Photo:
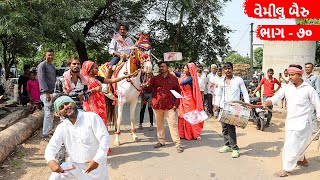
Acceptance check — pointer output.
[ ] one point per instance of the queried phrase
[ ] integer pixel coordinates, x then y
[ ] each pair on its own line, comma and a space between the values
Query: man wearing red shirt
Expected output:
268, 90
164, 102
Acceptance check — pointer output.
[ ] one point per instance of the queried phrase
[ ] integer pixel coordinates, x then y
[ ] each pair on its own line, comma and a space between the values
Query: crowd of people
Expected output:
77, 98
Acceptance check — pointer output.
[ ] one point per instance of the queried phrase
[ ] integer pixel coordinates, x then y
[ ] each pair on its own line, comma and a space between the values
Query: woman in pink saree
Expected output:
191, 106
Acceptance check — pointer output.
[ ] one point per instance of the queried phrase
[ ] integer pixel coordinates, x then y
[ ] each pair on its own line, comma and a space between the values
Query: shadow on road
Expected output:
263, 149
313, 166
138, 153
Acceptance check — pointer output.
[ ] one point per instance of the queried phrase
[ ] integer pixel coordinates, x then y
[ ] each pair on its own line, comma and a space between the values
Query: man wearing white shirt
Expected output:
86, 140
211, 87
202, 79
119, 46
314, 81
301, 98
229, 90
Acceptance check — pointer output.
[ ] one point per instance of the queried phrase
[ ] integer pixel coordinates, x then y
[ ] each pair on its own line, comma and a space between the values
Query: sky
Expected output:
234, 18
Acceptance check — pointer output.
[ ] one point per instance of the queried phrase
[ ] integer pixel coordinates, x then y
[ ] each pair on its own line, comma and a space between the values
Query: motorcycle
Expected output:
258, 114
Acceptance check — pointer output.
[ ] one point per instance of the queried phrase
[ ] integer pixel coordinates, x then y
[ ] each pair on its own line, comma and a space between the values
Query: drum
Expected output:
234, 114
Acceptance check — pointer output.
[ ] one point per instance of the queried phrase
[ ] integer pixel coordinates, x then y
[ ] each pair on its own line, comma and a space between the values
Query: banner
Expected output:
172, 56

++++++

▸ **PROBLEM STATEMENT**: Everything in the data except the pictures must be retyped exactly.

▸ **TASK ANSWER**:
Photo:
Acceptance check — pointer output.
[ ] one point per instance of the queried phrase
[ ] integer pixel coordinates, x then y
[ ] each pair on its own line, comma and a space between the values
Query: man wearing red shirt
Expected output:
268, 90
164, 102
Acceptance check — pointer output.
[ ] one point per instance of the queried phrase
[ ] integer pixel coordinates, x then y
[ ] each pair on its own line, comma and a space between the values
Query: crowd of people
Expected output:
77, 98
Acceptance check — pointer output.
[ ] one point per instance of the queried phrase
[ ] integer pixel coordinates, x then y
[ ] each pair on its own line, comma and a space between the values
Query: woman in pink saree
Expected output:
191, 106
Acceptance check — pointer output.
[ ] one point per instance of the queried phrase
[ ] integer pixel coordinates, x then y
[ ] each pair on its own line, comma and a space between the values
Query: shadow on road
Expected output:
263, 149
313, 166
138, 153
Acceptance check — pointer output.
[ ] one point per instance of the queried phrase
[ ] integer pixel coordinates, x then y
[ ] each pair on its own line, comma and a space between the values
Query: man wearing white shirt
Expected output:
86, 140
211, 87
202, 79
119, 46
314, 81
301, 98
229, 90
Acceptance check — pointer output.
[ ] one point per instance of the queried phrase
[ ] integer pixel coordinates, x then y
[ ] each pair on its own line, comma and a space between the values
Query: sky
Expected output:
234, 18
Acceptance check — pointer output.
[ ] one point per instance of the queried phrase
[ ] integer pixel coordinates, x then y
[ ] each pair on its own line, comma and a space between the values
Query: motorcycle
Expected output:
258, 114
Acceptance check — pointer output.
[ ] one point per instance of the queried phrase
[ ] integer pixel coordinates, x then y
[ ] each pair on its own line, comma and a space between the values
Query: drum
Expected output:
234, 114
Acceptance check — pointer output.
[ ] one point per instance of the queried phrase
[ ] integer pixel coordinates, x then y
[ ] each pair on its own line, comma and a space between the values
Query: banner
Expected output:
172, 56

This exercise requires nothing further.